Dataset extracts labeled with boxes
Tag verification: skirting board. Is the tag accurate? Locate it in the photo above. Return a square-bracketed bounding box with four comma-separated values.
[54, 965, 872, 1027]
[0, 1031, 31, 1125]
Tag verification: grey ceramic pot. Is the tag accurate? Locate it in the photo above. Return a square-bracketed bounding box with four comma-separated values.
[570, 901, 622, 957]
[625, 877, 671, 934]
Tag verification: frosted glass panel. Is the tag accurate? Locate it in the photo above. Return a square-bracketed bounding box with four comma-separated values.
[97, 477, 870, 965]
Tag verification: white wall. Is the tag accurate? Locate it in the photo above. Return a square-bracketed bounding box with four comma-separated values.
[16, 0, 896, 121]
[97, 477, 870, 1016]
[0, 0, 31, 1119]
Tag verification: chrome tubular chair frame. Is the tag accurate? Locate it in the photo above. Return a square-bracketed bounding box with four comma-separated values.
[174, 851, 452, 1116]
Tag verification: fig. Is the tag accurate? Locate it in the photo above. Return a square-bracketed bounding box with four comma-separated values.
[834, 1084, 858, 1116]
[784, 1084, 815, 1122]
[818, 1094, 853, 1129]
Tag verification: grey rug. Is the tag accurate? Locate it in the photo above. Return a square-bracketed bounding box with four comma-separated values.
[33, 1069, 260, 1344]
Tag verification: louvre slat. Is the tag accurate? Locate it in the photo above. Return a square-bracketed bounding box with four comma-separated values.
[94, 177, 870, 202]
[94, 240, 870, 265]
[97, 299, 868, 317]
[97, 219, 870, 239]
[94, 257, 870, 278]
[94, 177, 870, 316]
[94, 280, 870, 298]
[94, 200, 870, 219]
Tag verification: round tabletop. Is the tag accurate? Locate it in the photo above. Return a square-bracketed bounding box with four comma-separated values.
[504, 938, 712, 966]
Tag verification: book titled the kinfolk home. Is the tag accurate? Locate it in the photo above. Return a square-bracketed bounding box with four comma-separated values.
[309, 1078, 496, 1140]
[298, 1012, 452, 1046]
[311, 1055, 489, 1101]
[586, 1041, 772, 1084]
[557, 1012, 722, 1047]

EXERCISE BRIEF: Reproduce every line of the items above, requests included, multiplying each bounding-box coordinate in the answers by 1.15 and rounding to the nearest whole number, with halves rounded up.

EXPECTED OUTPUT:
Tag verification: skirting board. Is the tag accurate? Locate it in the photo above. Return a square-bracketed bounding box with four comma-separated values.
[62, 1110, 1003, 1181]
[0, 1186, 36, 1294]
Tag verification: grey ceramic pot. Is the tag accurate? Locate it in the photo above. Return a square-bracketed bounding box with four comma-separated values.
[656, 1036, 715, 1101]
[719, 1009, 772, 1074]
Tag verification: frosted glass panel. Is the tag accurate? Locate it in the photo above. Return a square-bracketed bounding box with four comma-separated values.
[112, 549, 1001, 1110]
Tag verification: white wall. Is the tag accurate? Locate it in the photo above. Return a square-bracketed bounding box with four comma-separated values.
[18, 0, 1030, 139]
[112, 549, 1001, 1168]
[0, 0, 36, 1287]
Tag verification: chrome tubular chair frame. Is the tag accurate? Locate it in the photo above. Return a square-bracketed bounding box with four comma-separated values.
[200, 979, 520, 1283]
Tag verification: fig. Is the tag accurate? Locate it in the photo above. Return a square-bracketed bounding box with four comma-separated values.
[959, 1247, 987, 1283]
[902, 1247, 937, 1290]
[941, 1258, 981, 1298]
Tag verification: grey rug. Is the tag accurate? Locate it in the photo above. Return a square-bracketed bounding box with four comma-separated values.
[38, 1229, 299, 1546]
Tag verification: louvre slat. Is the tag accurate? Locate it in the photo above. Return a square-bracketed bounding box with four comma-separated values.
[108, 204, 1001, 232]
[108, 276, 1001, 305]
[112, 344, 998, 365]
[112, 252, 1001, 275]
[108, 296, 1001, 320]
[108, 204, 1001, 363]
[108, 322, 1001, 343]
[108, 230, 1001, 252]
Tag verification: round tabletop. Is the tag accurate? Locate it in the photo above. Return a square-bracketed bounding box with four comma-separated values.
[580, 1079, 819, 1111]
Tag verification: book titled the kinfolk home. Is the tag accurate? Locate it in the photo above. Return a square-bracketed bounding box with four comma-separated values.
[355, 1240, 570, 1311]
[343, 1164, 520, 1203]
[358, 1213, 562, 1266]
[674, 1197, 888, 1247]
[641, 1164, 830, 1204]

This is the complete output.